### INFORMATION GIVEN
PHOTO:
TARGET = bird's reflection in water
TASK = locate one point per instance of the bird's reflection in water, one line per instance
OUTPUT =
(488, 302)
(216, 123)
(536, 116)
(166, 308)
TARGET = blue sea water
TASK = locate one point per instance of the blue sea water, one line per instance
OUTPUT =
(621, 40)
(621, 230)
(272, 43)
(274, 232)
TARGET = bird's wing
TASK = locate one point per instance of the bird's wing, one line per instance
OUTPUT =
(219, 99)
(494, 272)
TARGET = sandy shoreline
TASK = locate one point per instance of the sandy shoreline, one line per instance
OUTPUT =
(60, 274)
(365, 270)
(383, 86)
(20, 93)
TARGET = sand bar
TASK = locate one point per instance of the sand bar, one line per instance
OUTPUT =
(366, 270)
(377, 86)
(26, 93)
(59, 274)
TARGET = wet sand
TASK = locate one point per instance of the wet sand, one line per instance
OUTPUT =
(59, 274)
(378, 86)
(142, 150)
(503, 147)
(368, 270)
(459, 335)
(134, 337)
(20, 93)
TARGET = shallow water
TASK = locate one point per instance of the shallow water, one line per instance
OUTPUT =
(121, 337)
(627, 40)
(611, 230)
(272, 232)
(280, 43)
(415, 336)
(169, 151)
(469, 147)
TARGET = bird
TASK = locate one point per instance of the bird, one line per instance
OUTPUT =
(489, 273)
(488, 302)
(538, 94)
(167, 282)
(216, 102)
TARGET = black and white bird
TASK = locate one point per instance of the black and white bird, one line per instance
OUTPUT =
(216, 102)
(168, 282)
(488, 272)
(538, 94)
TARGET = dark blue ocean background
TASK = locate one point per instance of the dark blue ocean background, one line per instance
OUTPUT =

...

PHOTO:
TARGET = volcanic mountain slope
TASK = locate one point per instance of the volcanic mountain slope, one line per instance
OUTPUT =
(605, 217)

### TO DO
Search the records for the string "blue" and report each line that has it.

### YOUR RESPONSE
TARGET = blue sea water
TASK = locate one point per instance of the blue sea water, one line per instance
TARGET = dark blue ocean background
TASK = locate one point per instance of the dark blue ocean background, one line per instance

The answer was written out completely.